═════ Selected extract ═════

* [PATCH] [PATCH] [Outreachy] builtin/patch-id.c: clarify SHA1 usage for patch IDs
@ 2025-10-13 17:46 Okhuomon Ajayi
2025-10-14 3:00 ` Junio C Hamano
2025-10-14 21:18 ` brian m. carlson
0 siblings, 2 replies; 9+ messages in thread
From: Okhuomon Ajayi @ 2025-10-13 17:46 UTC (permalink / raw)
To: git; +Cc: Okhuomon Ajayi
Patch IDs in Git must always use SHA1, regardless of the repository's
object hash. Previously, the code relied on `the_hash_algo` which could
vary depending on the repository, and included a NEEDSWORK comment
suggesting this should be fixed.
This patch updates the comment to clearly state that SHA1 is required
for patch IDs and sets the hash algorithm to SHA1 if it is not already
set. This ensures consistent computation of patch IDs in accordance
with git-patch-id(1).
No functional behavior is changed, but misleading comments are removed
and the code now explicitly enforces correct SHA1 usage for patch IDs.
Signed-off-by: Okhuomon Ajayi <okhuomonajayi54@gmail.com>
---
builtin/patch-id.c | 11 +++--------
1 file changed, 3 insertions(+), 8 deletions(-)
diff --git a/builtin/patch-id.c b/builtin/patch-id.c
index d26e9d0c1e..d47b6f5a3f 100644
--- a/builtin/patch-id.c
+++ b/builtin/patch-id.c
@@ -246,16 +246,11 @@ int cmd_patch_id(int argc,
patch_id_usage, 0);
/*
- * We rely on `the_hash_algo` to compute patch IDs. This is dubious as
- * it means that the hash algorithm now depends on the object hash of
- * the repository, even though git-patch-id(1) clearly defines that
- * patch IDs always use SHA1.
- *
- * NEEDSWORK: This hack should be removed in favor of converting
- * the code that computes patch IDs to always use SHA1.
+ * Patch IDs must always use SHA1, regardless of the repository's
+ * object hash, See git-patch-id(1) for details.
*/
if (!the_hash_algo)
- repo_set_hash_algo(the_repository, GIT_HASH_DEFAULT);
+ repo_set_hash_algo(the_repository, GIT_HASH_SHA1);
generate_id_list(opts ? opts > 1 : config.stable,
opts ? opts == 3 : config.verbatim);
--
2.43.0
^ permalink raw reply related [flat|nested] 9+ messages in thread
* Re: [PATCH] [PATCH] [Outreachy] builtin/patch-id.c: clarify SHA1 usage for patch IDs
2025-10-13 17:46 [PATCH] [PATCH] [Outreachy] builtin/patch-id.c: clarify SHA1 usage for patch IDs Okhuomon Ajayi
@ 2025-10-14 3:00 ` Junio C Hamano
2025-10-14 8:04 ` Okhuomon Ajayi
2025-10-14 21:18 ` brian m. carlson
1 sibling, 1 reply; 9+ messages in thread
From: Junio C Hamano @ 2025-10-14 3:00 UTC (permalink / raw)
To: Okhuomon Ajayi; +Cc: git
Okhuomon Ajayi <okhuomonajayi54@gmail.com> writes:
> Patch IDs in Git must always use SHA1, regardless of the repository's
> object hash. Previously, the code relied on `the_hash_algo` which could
> vary depending on the repository, and included a NEEDSWORK comment
> suggesting this should be fixed.
I do not think that is what the comment suggests to do.
Read it again:
... should be removed in favor of converting the code that
computes patch IDs to always use SHA1.

═════ Dataset ═════

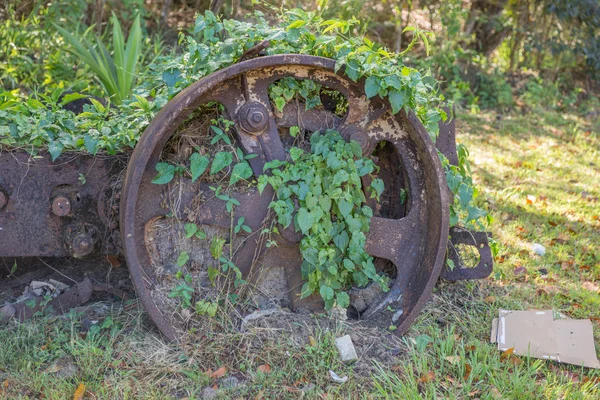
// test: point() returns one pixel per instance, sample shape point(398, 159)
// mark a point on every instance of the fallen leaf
point(562, 238)
point(595, 380)
point(507, 353)
point(591, 286)
point(219, 373)
point(453, 359)
point(264, 368)
point(490, 299)
point(336, 378)
point(566, 265)
point(515, 360)
point(78, 395)
point(467, 372)
point(113, 260)
point(428, 377)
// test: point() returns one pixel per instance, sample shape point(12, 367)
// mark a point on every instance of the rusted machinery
point(79, 205)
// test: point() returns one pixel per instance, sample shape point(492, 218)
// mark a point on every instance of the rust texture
point(68, 208)
point(479, 240)
point(415, 244)
point(46, 202)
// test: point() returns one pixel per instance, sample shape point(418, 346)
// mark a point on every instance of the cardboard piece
point(537, 334)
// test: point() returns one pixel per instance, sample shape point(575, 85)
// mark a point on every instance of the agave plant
point(116, 73)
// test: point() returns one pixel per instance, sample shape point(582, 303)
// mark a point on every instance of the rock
point(338, 313)
point(346, 348)
point(229, 383)
point(64, 367)
point(208, 393)
point(336, 378)
point(362, 298)
point(7, 312)
point(538, 249)
point(59, 285)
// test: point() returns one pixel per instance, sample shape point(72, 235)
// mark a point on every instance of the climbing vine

═════

* **Given request 1**: Reproduce the passage from the patch-id mailing-list thread, starting with "diff --git a/builtin/patch-id.c" and going on through "IDs always use SHA1.".
* **Given request 2**: According to the patch-id mailing-list thread, how many insertions and deletions does the patch make to builtin/patch-id.c?
* **Given request 3**: Write the next part of the patch-id mailing-list thread, picking up after its final line.

* **Task response 1**:
diff --git a/builtin/patch-id.c b/builtin/patch-id.c
index d26e9d0c1e..d47b6f5a3f 100644
--- a/builtin/patch-id.c
+++ b/builtin/patch-id.c
@@ -246,16 +246,11 @@ int cmd_patch_id(int argc,
patch_id_usage, 0);
/*
- * We rely on `the_hash_algo` to compute patch IDs. This is dubious as
- * it means that the hash algorithm now depends on the object hash of
- * the repository, even though git-patch-id(1) clearly defines that
- * patch IDs always use SHA1.

* **Task response 2**: 3 insertions and 8 deletions.

* **Task response 3**:
There are code paths that compute patch IDs elsewhere, and they are
not immediately below the NEEDSWORK comment. The code relies on
the_hash_algo and that is why the "hack" makes repo_set_hash_algo()
call. The suggestion is to convert that code that hashes patch to
compute patch IDs not to use the_hash_algo that is repository
dependeant. I think get_one_pathcid() function in the same file is
one of them.
> This patch updates the comment to clearly state that SHA1 is required
> for patch IDs and sets the hash algorithm to SHA1 if it is not already
> set. This ensures consistent computation of patch IDs in accordance
> with git-patch-id(1).
And if it is already set? I think what your first paragraph claims
to be problematic is that case, and the patch does not touch that
case at all.
Blindly setting the_hash_algo to SHA-1 may not be the end of the
"solution", so whoever wants to work on this needs to be extra
careful. If the code after this point, starting from the call to
generate_id_list() we see in the post context, need to touch any Git
objects in the current repository (e.g., to obtain patch text or
some configuration data), such accesses need to use the hash that
the repository uses. Only the final "now we have this patch, and we
learned what the configuration says how we should compute the
patch-id. Let's hash the patch text following the specified
algorithm" step should use SHA-1 as the hash algorithm.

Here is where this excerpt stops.